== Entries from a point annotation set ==
···

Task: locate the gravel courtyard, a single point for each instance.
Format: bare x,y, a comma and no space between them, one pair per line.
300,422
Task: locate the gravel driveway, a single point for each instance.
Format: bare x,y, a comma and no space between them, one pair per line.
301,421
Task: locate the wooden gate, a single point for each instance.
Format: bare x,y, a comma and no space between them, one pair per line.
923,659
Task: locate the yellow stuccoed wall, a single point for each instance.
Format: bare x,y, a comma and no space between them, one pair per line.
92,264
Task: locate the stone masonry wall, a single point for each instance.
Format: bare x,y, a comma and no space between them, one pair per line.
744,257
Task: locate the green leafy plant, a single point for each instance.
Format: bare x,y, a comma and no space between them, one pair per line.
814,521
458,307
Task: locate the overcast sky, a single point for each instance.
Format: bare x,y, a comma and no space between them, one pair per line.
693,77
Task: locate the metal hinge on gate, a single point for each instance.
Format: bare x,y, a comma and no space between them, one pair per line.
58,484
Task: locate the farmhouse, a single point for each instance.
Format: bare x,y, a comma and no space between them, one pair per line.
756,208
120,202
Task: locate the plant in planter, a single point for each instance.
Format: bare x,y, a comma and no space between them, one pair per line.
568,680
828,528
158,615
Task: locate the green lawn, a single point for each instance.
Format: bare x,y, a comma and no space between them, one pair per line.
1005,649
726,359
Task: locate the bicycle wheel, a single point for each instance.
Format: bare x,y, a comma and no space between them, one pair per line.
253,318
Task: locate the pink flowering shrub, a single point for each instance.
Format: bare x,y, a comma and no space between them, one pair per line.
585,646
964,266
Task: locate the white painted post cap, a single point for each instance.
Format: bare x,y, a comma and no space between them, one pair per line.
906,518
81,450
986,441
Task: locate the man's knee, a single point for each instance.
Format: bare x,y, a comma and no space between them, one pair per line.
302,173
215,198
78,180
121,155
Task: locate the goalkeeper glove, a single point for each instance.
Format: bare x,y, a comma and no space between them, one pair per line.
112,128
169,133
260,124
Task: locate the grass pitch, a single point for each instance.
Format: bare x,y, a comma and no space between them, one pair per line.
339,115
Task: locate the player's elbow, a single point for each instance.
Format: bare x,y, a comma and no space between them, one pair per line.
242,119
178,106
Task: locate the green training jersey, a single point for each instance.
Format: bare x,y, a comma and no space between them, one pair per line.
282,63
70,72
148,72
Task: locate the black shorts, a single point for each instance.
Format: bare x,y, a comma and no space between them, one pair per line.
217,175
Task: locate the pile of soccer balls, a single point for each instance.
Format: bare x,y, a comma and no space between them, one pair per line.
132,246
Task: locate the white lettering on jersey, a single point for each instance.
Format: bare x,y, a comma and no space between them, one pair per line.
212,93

···

== Exercise ==
Scale the data starting at the line that contains "Task: locate the grass" and ending at the last line of the data, both included, and give only those lines, including the task and format lines. Multiply every x,y point coordinate in the answers by 0.55 and round each result to a whole number, with halves rounded up.

== Exercise result ==
Task: locate the grass pitch, a single point for each instance.
Format: bare x,y, a comma and no space between them, one pair per line.
186,63
Task: locate the player's elbow, a single point for each instance.
Format: bare x,y, a comma and no space between them, one pair per line.
133,65
98,58
Task: locate the green training jersey, a single point for each instance.
Format: bare x,y, a comma and no space between them, one pair per line.
155,35
39,40
81,40
Task: locate the black shorts, a single point for each instance.
Format: bare x,y, a comma and no space between them, one pair per line.
119,96
Task: locate the pile of soccer balls, a single point for each instance.
Format: bare x,y, a comma and no space between them, one pair per line.
73,135
Task: locate the white lettering on jersey, a single point for each instance.
Format: bare x,y, a comma and no space between them, one pair per line.
117,51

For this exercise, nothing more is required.